**Requirement**
Pull every line of the entries that has the word "gets".

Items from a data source
────

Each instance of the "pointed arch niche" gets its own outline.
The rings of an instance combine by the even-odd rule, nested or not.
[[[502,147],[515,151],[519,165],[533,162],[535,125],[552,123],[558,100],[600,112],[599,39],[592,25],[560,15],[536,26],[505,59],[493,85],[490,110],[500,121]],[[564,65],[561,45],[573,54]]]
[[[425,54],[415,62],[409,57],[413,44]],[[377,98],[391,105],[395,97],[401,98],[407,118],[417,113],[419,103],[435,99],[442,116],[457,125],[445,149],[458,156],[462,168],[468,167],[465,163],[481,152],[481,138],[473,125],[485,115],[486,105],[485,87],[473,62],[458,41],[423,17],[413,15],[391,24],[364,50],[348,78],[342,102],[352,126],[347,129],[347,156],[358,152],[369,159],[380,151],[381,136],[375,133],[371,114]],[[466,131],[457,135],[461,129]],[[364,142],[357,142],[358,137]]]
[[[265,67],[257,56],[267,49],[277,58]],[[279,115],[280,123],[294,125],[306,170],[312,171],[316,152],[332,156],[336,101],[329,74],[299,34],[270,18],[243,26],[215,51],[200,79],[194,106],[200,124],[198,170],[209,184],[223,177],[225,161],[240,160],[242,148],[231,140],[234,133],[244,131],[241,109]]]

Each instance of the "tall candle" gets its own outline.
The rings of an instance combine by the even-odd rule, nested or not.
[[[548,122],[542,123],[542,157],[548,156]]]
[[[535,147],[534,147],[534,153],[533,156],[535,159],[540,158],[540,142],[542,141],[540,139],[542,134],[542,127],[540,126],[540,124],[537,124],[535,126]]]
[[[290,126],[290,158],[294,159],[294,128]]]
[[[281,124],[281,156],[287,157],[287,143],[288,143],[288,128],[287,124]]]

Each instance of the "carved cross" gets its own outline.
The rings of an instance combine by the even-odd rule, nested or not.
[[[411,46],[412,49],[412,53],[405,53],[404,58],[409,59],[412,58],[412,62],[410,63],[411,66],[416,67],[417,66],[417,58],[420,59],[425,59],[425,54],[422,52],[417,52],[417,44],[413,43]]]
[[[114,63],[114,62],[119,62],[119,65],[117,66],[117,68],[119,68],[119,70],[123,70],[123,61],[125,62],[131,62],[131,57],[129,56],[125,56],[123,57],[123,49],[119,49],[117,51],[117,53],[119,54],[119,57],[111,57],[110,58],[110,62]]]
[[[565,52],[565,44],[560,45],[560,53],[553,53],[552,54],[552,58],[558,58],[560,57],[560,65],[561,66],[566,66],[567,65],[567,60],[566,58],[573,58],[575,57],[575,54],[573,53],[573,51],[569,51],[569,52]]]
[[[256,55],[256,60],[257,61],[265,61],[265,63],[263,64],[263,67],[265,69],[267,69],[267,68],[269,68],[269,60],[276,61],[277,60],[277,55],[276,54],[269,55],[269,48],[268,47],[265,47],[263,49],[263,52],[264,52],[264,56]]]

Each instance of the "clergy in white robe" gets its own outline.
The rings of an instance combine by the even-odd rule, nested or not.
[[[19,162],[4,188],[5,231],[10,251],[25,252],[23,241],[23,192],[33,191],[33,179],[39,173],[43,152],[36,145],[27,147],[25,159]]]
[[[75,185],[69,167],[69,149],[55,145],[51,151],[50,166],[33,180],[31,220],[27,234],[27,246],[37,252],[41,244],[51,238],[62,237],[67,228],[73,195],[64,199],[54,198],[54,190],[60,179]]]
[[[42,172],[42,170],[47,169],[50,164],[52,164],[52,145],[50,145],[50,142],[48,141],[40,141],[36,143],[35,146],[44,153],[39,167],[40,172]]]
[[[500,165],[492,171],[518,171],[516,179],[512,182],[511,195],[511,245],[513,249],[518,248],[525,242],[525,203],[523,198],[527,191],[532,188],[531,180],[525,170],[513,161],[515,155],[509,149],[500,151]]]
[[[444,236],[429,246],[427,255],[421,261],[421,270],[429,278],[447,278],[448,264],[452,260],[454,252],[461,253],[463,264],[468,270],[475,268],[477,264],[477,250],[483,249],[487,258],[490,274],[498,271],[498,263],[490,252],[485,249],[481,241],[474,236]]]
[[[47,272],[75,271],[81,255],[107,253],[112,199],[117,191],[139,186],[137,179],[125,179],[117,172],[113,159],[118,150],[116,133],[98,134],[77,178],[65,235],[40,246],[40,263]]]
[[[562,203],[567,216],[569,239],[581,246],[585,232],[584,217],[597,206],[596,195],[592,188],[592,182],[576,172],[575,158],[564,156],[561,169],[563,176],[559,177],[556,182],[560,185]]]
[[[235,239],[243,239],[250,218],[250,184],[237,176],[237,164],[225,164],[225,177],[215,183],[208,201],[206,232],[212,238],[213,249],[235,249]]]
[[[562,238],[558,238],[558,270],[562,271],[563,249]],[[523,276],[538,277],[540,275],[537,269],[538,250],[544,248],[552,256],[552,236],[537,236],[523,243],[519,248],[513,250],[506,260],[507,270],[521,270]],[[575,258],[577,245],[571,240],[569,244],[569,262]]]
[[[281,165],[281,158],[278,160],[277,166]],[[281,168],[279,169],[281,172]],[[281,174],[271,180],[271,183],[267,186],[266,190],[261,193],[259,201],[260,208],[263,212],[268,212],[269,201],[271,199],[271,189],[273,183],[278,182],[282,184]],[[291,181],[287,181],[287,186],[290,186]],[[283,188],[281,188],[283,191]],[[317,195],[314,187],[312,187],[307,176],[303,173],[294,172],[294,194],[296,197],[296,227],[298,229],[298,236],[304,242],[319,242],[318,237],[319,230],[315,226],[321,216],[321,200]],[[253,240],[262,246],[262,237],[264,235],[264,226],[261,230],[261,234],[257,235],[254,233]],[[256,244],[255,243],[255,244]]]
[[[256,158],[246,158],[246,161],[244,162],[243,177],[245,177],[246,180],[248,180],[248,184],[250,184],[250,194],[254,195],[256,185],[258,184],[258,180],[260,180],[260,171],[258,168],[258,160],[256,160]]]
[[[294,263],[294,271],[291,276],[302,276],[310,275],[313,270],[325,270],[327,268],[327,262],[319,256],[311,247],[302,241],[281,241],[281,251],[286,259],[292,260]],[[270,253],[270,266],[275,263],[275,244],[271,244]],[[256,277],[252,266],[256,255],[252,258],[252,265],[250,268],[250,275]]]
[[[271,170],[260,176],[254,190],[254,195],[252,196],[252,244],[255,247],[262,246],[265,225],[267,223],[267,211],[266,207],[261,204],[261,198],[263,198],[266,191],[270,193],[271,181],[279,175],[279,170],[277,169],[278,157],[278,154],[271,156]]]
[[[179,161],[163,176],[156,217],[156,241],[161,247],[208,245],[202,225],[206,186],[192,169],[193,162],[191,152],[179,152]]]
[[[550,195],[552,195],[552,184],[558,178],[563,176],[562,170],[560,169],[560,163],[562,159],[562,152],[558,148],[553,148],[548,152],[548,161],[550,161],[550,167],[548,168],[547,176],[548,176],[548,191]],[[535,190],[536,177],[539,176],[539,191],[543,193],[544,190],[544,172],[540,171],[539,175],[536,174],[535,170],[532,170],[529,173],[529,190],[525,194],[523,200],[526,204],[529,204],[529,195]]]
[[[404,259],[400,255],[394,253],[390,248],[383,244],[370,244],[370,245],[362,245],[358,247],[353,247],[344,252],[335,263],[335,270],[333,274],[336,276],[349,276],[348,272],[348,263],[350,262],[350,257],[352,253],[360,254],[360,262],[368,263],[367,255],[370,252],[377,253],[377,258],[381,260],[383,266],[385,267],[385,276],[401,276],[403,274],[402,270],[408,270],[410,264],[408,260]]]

────

**Reply**
Each instance of the "pointed arch niche" gets its own outline.
Each instance of the "tall candle" gets its own outline.
Each instance of the "carved cross" gets its own outline.
Each instance of the "clergy in white robe" gets its own outline.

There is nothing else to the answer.